*Coordinate labeling data*.
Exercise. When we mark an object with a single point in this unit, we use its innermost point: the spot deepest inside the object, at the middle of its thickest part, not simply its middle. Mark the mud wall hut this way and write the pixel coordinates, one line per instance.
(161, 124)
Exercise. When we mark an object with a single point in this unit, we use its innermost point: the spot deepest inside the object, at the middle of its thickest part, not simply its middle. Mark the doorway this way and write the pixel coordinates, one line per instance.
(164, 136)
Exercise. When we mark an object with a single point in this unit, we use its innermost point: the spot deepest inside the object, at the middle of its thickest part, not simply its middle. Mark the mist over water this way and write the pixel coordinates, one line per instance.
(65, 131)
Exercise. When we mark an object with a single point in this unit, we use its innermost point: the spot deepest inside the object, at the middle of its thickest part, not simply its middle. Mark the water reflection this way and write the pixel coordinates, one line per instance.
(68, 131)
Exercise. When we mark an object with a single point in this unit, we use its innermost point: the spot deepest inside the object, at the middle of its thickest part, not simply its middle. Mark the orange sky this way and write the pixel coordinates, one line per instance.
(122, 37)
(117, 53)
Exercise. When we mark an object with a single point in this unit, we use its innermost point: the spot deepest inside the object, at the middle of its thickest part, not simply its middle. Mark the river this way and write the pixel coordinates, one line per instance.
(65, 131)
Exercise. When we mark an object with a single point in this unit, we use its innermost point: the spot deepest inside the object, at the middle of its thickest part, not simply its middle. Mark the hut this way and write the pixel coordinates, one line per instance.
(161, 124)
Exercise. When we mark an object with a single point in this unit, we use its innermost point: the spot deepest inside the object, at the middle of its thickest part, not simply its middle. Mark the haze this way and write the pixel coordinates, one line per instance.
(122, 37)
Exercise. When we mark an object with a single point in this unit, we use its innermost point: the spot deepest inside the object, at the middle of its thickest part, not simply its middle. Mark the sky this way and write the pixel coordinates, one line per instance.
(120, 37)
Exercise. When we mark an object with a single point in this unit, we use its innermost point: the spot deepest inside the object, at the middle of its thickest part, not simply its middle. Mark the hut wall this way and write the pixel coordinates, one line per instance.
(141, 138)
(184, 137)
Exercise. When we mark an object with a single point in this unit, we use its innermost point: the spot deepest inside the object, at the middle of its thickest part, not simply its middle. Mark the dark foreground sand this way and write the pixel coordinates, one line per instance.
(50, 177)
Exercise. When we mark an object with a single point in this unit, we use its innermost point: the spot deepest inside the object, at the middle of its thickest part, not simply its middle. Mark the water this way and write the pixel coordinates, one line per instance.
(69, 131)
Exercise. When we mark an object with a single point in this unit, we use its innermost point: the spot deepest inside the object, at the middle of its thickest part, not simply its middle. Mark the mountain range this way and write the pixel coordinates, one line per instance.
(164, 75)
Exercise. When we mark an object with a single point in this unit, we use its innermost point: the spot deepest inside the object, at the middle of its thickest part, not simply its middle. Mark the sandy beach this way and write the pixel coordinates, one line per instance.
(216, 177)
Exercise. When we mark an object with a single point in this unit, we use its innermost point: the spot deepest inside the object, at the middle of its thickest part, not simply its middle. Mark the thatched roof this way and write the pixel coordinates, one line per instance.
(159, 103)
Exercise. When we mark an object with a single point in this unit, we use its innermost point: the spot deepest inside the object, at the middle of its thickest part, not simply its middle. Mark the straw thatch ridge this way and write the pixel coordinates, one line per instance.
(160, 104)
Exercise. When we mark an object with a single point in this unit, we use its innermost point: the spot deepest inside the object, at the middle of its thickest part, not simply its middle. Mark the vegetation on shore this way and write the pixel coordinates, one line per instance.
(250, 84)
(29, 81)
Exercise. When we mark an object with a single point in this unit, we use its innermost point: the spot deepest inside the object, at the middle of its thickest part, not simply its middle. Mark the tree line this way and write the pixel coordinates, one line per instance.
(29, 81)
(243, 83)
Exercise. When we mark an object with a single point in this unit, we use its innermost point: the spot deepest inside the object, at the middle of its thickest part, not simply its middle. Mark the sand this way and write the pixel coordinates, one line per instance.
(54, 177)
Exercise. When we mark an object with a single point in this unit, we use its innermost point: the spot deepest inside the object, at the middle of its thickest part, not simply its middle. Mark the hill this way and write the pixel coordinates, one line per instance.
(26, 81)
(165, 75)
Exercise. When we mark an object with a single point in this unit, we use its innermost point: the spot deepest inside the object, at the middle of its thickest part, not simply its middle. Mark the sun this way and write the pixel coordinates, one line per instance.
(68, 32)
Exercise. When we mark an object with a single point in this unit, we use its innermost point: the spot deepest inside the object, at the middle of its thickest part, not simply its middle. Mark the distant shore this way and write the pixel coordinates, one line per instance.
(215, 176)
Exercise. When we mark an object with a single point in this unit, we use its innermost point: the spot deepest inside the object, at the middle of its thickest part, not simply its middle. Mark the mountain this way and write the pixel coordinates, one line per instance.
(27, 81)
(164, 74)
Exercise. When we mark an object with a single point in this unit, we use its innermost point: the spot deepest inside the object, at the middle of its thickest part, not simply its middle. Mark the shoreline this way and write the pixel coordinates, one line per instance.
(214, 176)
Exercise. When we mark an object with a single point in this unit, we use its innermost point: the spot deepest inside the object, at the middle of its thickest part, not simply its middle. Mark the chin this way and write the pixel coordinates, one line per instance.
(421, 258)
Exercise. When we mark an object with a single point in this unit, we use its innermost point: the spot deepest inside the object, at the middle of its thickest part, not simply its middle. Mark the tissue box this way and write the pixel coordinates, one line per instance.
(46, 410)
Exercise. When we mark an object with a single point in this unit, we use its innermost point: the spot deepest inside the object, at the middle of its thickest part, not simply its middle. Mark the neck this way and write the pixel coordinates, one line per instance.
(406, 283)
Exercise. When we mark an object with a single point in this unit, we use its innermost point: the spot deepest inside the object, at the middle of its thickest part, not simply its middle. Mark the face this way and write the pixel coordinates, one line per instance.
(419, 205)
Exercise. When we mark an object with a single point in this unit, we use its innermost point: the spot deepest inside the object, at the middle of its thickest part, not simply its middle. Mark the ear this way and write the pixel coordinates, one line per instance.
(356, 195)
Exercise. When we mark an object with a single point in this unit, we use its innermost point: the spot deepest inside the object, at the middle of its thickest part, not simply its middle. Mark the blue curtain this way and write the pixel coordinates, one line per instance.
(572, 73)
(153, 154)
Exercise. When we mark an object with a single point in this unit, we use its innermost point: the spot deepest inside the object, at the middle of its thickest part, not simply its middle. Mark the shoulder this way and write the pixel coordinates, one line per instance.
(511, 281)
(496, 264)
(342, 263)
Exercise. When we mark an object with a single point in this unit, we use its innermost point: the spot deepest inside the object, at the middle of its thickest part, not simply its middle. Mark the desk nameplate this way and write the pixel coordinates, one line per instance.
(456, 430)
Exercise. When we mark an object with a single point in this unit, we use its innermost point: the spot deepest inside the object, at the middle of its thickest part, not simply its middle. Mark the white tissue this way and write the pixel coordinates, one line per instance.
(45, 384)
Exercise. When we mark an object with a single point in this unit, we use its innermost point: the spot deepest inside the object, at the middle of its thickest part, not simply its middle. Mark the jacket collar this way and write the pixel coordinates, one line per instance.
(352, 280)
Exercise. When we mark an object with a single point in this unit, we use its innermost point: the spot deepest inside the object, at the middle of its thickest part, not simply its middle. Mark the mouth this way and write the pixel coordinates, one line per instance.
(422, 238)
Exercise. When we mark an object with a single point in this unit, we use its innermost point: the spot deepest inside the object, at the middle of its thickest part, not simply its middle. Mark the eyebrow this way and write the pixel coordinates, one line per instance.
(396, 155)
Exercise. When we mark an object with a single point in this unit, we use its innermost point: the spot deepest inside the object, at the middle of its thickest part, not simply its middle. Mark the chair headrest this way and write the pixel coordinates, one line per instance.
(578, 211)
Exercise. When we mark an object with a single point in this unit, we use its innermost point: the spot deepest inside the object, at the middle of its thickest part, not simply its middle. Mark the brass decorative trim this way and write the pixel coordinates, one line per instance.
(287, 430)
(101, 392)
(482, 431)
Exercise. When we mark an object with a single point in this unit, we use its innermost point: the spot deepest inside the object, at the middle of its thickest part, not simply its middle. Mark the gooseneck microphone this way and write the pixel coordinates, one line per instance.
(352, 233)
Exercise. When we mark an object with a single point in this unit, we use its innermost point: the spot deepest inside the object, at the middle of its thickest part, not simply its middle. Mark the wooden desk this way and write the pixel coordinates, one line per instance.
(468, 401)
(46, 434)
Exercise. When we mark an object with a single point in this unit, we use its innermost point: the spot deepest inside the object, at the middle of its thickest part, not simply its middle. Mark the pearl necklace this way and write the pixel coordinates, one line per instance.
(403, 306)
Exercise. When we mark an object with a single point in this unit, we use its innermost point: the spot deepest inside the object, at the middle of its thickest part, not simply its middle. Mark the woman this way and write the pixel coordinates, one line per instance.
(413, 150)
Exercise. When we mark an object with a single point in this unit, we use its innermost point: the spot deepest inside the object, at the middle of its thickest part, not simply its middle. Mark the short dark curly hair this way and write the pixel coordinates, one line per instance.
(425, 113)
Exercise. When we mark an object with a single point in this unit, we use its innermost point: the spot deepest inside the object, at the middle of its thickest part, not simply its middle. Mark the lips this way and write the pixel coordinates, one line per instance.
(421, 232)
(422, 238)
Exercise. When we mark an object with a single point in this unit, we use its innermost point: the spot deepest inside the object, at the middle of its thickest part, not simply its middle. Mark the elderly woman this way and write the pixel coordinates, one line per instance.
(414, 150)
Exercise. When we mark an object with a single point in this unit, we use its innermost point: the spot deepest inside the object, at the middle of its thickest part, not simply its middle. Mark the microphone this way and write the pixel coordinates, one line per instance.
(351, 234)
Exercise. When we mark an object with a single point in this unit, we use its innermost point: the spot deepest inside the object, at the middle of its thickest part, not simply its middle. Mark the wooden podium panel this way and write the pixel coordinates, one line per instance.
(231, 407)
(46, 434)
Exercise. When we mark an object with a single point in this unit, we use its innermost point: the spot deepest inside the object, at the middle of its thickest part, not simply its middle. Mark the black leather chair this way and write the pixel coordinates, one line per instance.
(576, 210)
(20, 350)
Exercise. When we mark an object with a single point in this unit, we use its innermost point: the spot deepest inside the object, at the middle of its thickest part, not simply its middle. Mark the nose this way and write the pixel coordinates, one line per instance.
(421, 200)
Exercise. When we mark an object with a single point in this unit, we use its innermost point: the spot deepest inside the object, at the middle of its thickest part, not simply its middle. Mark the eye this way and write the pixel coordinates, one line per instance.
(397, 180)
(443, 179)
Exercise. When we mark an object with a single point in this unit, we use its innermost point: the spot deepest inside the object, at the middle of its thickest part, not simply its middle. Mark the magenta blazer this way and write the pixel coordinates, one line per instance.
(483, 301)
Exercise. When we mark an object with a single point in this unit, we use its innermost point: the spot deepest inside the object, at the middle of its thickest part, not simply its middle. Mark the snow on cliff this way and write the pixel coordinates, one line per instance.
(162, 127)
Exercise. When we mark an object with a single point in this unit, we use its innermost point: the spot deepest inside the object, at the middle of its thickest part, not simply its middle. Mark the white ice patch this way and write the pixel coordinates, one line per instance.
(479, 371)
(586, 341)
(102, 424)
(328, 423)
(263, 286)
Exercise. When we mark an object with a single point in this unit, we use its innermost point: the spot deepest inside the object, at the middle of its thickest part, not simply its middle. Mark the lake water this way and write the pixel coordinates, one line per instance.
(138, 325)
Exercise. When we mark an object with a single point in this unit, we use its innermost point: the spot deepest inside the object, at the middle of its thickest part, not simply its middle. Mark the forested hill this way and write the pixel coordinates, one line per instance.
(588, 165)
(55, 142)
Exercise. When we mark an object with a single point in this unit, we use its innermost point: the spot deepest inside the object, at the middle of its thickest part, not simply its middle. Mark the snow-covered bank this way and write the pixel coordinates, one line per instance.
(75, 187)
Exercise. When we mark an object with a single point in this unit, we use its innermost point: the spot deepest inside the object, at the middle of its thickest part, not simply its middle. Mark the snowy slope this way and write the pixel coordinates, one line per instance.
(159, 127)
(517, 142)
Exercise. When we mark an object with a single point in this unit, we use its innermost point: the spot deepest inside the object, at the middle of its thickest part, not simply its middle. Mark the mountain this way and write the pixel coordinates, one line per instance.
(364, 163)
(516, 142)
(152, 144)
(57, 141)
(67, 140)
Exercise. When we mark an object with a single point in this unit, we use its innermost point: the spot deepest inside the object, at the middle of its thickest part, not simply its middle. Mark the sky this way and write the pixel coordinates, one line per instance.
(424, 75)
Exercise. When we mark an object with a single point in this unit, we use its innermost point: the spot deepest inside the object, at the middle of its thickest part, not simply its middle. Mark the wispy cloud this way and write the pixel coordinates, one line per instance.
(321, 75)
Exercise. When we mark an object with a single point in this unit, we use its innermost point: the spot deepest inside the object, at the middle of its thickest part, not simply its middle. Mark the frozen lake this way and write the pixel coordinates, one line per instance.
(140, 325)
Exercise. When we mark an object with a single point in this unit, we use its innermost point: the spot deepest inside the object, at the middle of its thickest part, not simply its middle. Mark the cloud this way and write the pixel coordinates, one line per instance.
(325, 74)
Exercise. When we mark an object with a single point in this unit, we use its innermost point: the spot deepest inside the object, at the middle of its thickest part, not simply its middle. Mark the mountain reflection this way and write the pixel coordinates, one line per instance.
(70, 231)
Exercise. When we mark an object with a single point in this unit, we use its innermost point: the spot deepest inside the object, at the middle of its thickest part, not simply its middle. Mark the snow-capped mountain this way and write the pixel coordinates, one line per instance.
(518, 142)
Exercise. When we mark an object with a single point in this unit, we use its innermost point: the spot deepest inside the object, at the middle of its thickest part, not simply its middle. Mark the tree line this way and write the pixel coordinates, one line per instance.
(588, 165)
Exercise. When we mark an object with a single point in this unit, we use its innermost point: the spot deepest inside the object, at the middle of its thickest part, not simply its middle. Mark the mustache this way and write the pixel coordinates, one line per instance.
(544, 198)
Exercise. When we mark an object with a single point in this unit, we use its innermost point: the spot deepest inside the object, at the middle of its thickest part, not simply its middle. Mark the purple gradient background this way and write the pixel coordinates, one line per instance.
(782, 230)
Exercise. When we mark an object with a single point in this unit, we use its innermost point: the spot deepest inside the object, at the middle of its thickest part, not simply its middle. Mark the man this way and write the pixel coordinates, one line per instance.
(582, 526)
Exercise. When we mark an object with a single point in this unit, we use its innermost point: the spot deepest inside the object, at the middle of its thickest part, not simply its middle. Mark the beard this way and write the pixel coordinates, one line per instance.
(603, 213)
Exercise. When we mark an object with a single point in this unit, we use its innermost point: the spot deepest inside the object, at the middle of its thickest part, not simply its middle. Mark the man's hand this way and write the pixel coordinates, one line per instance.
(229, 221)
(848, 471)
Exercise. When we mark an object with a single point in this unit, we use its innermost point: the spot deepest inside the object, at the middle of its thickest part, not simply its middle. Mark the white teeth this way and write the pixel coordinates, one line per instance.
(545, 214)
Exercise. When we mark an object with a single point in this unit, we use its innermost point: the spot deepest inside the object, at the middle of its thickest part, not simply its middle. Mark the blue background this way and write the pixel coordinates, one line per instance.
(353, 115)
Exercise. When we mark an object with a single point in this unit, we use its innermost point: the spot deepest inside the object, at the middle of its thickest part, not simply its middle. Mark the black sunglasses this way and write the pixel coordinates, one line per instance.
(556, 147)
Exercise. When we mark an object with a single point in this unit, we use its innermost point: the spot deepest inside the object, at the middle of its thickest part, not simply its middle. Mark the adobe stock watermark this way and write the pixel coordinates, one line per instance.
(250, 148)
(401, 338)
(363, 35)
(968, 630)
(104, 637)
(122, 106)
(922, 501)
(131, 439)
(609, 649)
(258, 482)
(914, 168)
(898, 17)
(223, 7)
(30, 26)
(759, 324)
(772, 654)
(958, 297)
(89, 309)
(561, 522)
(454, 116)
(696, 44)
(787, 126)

*JOB*. Beginning with the line that contains "the black sunglasses", repeat every line through the end of the records and nothing more.

*WORKED ANSWER*.
Exercise. When we mark an object with a single point in this unit, we use its innermost point: the spot deepest inside the object, at the middle of its thickest part, not simply its middle. Mark the black sunglasses this way and write the pixel coordinates, one line per instance.
(556, 147)
Exercise. When we mark an object with a single point in this unit, we use its innermost point: the spot deepest inside the object, at the middle of its thickest part, not simply its middle. Mark the adobe stock watermark this way and write the pixel coordinates, one line per instance.
(250, 148)
(401, 338)
(363, 35)
(968, 630)
(104, 637)
(122, 106)
(922, 501)
(131, 439)
(609, 649)
(258, 482)
(914, 168)
(898, 17)
(223, 7)
(30, 26)
(759, 324)
(772, 654)
(958, 297)
(89, 309)
(561, 522)
(454, 116)
(696, 44)
(787, 126)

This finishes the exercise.